--- TASK SET ---
a - Answer these questions about the worked solution, marking each answer (i), (ii) or (iii) to match:
(i) What identity does it state after "We know that,"?
(ii) What value does it find for 1/x?
(iii) What final value does it give for x + 1/x?
b - Please lay out the records from their start through the line containing "positive clicks: (326, 229)" as a numbered list, leaving out blank lines and the pictures.

--- TEXT FOR ANALYSIS ---
We have to find the value of $\dfrac{1}{x}$

$\dfrac{1}{x}$ = $\dfrac{1}{2+\sqrt{3}}$

Rationalising the denominator,

$\implies$ $\dfrac{1}{2+\sqrt{3}}$ × $\dfrac{2-\sqrt{3}}{2-\sqrt{3}}$

$\implies$ $\dfrac{2-\sqrt{3}}{(2-\sqrt{3})(2+\sqrt{3})}$

We know that,

(a+b)(a-b) = a² - b²

$\implies$ $\dfrac{2-\sqrt{3}}{{2}^{2}-3}$

$\implies$ $\dfrac{2-\sqrt{3}}{4-3}$

$\implies$ 2 - √3

Therefore, $\dfrac{1}{x}$ = 2 - √3

________________

Now, we have to find the value of x + $\dfrac{1}{x}$

$\implies$ ( 2 + √3 ) + ( 2 - √3 )

$\implies$ 2 + √3 + 2 - √3

$\implies$ 2 + $\cancel{\sqrt{3}}$ + 2 - $\cancel{\sqrt{3}}$

$\implies$ 2 + 2

$\implies$ 4

Therefore, value of $\bold{x+\dfrac{1}{x}}$ = 4

--- INPUT MATERIAL ---
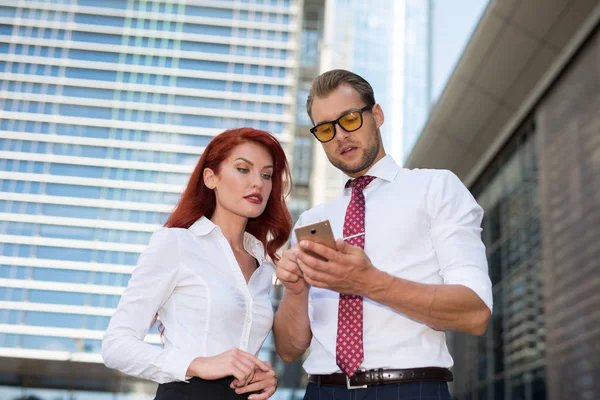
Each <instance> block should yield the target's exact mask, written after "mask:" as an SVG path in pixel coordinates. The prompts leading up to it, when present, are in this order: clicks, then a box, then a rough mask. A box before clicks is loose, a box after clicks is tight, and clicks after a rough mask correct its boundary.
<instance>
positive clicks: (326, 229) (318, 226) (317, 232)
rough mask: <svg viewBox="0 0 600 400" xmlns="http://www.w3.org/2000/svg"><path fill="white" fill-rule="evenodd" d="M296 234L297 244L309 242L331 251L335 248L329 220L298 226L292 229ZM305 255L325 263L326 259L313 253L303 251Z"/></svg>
mask: <svg viewBox="0 0 600 400" xmlns="http://www.w3.org/2000/svg"><path fill="white" fill-rule="evenodd" d="M294 232H295V233H296V237H297V238H298V242H299V241H301V240H311V241H313V242H316V243H319V244H322V245H324V246H327V247H330V248H332V249H335V248H336V245H335V237H334V236H333V231H332V230H331V225H329V220H323V221H318V222H313V223H312V224H308V225H304V226H299V227H297V228H296V229H294ZM303 251H304V252H305V253H307V254H310V255H311V256H313V257H314V258H317V259H319V260H322V261H327V259H326V258H324V257H322V256H320V255H318V254H316V253H313V252H312V251H307V250H303Z"/></svg>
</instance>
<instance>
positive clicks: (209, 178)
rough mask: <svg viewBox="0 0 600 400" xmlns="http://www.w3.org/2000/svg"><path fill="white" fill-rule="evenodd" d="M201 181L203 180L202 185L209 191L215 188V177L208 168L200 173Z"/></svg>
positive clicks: (204, 169) (205, 168) (211, 169)
mask: <svg viewBox="0 0 600 400" xmlns="http://www.w3.org/2000/svg"><path fill="white" fill-rule="evenodd" d="M202 179H204V185H206V187H207V188H209V189H214V188H215V187H217V175H216V174H215V172H214V171H213V170H212V169H210V168H204V171H202Z"/></svg>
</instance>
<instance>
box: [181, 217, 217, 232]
mask: <svg viewBox="0 0 600 400" xmlns="http://www.w3.org/2000/svg"><path fill="white" fill-rule="evenodd" d="M216 228H218V227H217V225H215V224H213V223H212V221H211V220H210V219H208V218H206V217H200V218H199V219H198V220H197V221H196V222H194V223H193V224H192V226H190V227H189V228H188V229H189V230H190V231H192V232H193V233H194V234H195V235H196V236H206V235H208V234H209V233H211V232H212V231H214V230H215V229H216Z"/></svg>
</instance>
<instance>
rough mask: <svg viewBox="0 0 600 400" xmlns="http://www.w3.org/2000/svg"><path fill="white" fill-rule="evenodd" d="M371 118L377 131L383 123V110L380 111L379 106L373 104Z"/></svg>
mask: <svg viewBox="0 0 600 400" xmlns="http://www.w3.org/2000/svg"><path fill="white" fill-rule="evenodd" d="M372 113H373V118H374V119H375V126H377V129H379V128H381V125H383V121H384V119H385V118H384V117H383V110H382V109H381V106H380V105H379V104H375V105H374V106H373V110H372Z"/></svg>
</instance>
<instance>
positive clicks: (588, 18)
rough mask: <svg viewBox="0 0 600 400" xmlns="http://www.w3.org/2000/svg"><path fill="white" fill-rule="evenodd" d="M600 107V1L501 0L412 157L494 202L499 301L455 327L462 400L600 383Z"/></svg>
mask: <svg viewBox="0 0 600 400" xmlns="http://www.w3.org/2000/svg"><path fill="white" fill-rule="evenodd" d="M542 9H544V10H546V11H549V12H544V13H541V12H540V10H542ZM550 10H551V11H550ZM599 107H600V5H599V4H598V2H581V1H575V2H568V1H561V0H551V1H544V2H541V1H536V0H533V1H531V2H527V3H514V4H512V5H511V4H508V3H507V2H491V3H490V5H489V6H488V8H487V9H486V11H485V12H484V15H483V17H482V20H481V21H480V23H479V25H478V27H477V28H476V30H475V32H474V34H473V36H472V38H471V39H470V41H469V43H468V45H467V48H466V50H465V52H464V54H463V55H462V57H461V59H460V60H459V62H458V64H457V66H456V68H455V70H454V72H453V74H452V76H451V78H450V80H449V82H448V84H447V86H446V88H445V89H444V92H443V93H442V95H441V97H440V99H439V101H438V104H437V106H436V108H435V109H434V110H433V112H432V114H431V116H430V117H429V119H428V121H427V123H426V125H425V128H424V131H423V134H422V135H421V137H420V138H419V139H418V141H417V144H416V145H415V148H414V150H413V151H412V152H411V154H410V156H409V158H408V161H407V167H410V168H412V167H421V168H447V169H451V170H452V171H454V172H455V173H456V174H457V175H459V177H461V178H462V180H463V181H464V183H465V184H466V185H467V186H468V187H469V189H470V190H471V192H472V193H473V195H474V196H475V197H476V198H477V201H478V202H479V203H480V205H481V206H482V207H483V209H484V211H485V215H484V219H483V232H482V237H483V241H484V242H485V244H486V249H487V258H488V265H489V273H490V277H491V280H492V283H493V293H494V311H493V314H492V318H491V321H490V325H489V327H488V330H487V332H486V334H485V335H484V336H482V337H473V336H469V335H465V334H453V333H449V334H448V337H449V344H450V347H451V351H452V354H453V357H454V360H455V366H454V373H455V382H454V384H453V388H452V392H453V397H454V398H455V399H457V400H467V399H468V400H504V399H506V400H545V399H550V400H562V399H574V400H578V399H592V398H596V397H597V394H598V392H599V391H600V386H599V383H600V381H599V380H598V376H600V345H599V343H600V336H599V335H600V318H599V315H598V312H597V311H596V310H598V309H600V296H599V295H598V293H599V292H600V291H599V289H600V263H599V261H598V259H599V258H598V246H597V245H596V244H595V238H596V237H597V236H598V234H599V229H598V226H600V224H599V220H598V218H599V215H600V202H599V201H598V193H600V181H599V180H598V178H597V177H598V175H599V174H600V162H599V160H600V158H599V155H600V113H598V109H599Z"/></svg>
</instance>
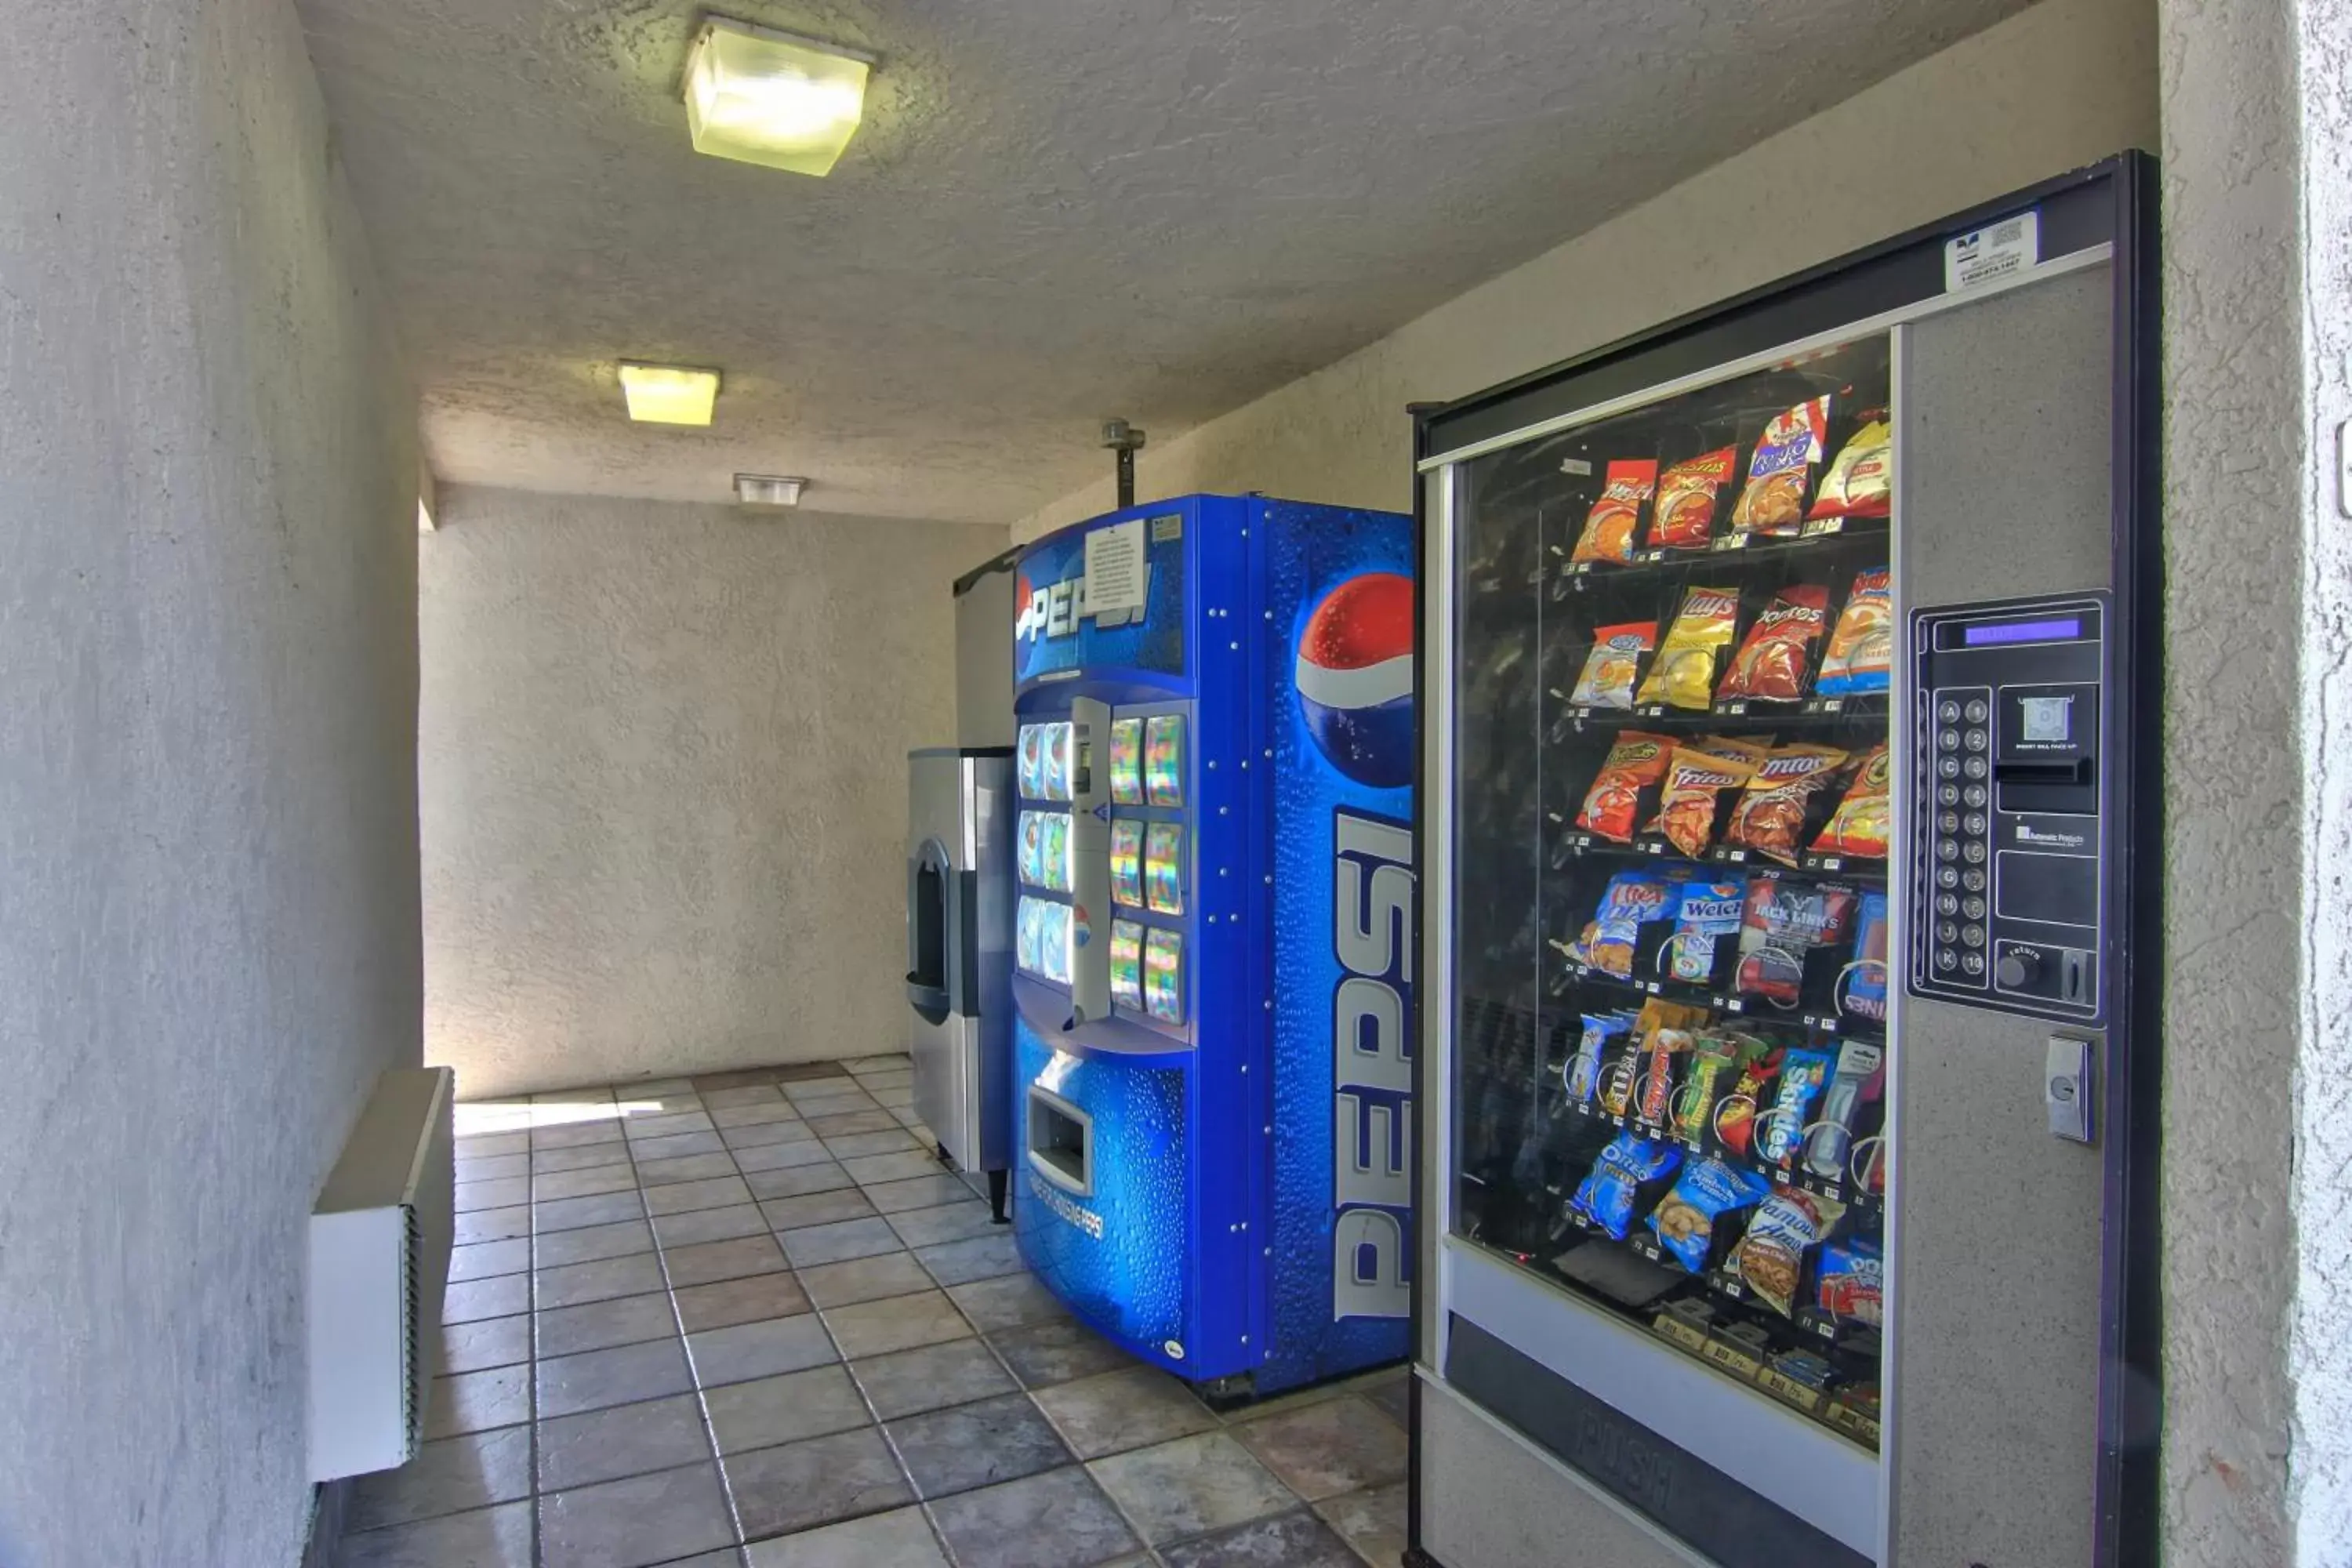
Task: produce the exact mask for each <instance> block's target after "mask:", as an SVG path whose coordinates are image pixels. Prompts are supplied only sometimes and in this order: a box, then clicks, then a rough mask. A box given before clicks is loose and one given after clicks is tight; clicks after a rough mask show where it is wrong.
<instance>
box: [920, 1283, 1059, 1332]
mask: <svg viewBox="0 0 2352 1568" xmlns="http://www.w3.org/2000/svg"><path fill="white" fill-rule="evenodd" d="M948 1300H953V1302H955V1307H957V1309H960V1312H962V1314H964V1316H967V1319H969V1321H971V1326H974V1328H978V1331H981V1333H995V1331H997V1328H1018V1326H1023V1324H1051V1321H1056V1319H1065V1316H1070V1309H1068V1307H1063V1305H1061V1298H1058V1295H1054V1293H1051V1291H1047V1288H1044V1286H1042V1284H1037V1276H1035V1274H1000V1276H995V1279H974V1281H969V1284H962V1286H950V1288H948Z"/></svg>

--- ANSWER SECTION ---
a -
(i) (a+b)(a-b) = a² - b²
(ii) 2 - √3
(iii) 4

b -
1. Each <instance> block should yield the target's exact mask, written after "mask:" as an SVG path in pixel coordinates. The prompts leading up to it, when present, are in this order: clicks, then a box, then a rough mask. A box before clicks is loose, a box after clicks is tight, and clicks after a rough mask correct its boundary.
2. <instance>
3. positive clicks: (326, 229) (318, 226) (317, 232)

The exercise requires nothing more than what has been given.